- Opening Delimiter -

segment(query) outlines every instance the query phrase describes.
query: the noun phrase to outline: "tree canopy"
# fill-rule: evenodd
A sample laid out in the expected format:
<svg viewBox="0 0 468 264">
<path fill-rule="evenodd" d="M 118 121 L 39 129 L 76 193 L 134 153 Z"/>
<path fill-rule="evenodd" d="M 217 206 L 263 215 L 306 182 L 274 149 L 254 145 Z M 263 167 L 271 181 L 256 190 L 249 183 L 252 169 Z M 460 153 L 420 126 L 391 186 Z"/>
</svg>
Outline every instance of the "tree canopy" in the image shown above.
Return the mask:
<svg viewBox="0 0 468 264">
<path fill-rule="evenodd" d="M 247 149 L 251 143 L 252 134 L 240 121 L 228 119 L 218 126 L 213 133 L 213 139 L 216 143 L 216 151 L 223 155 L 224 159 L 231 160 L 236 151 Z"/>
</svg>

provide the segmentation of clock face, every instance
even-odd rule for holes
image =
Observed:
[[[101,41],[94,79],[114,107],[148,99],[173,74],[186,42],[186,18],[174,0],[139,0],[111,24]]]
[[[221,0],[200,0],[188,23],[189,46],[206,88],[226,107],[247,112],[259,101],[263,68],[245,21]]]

- Closing Delimiter -

# YOUR GOAL:
Before answering, check every line of the records for the string "instance", then state how many lines have it, with the number only.

# EXERCISE RESULT:
3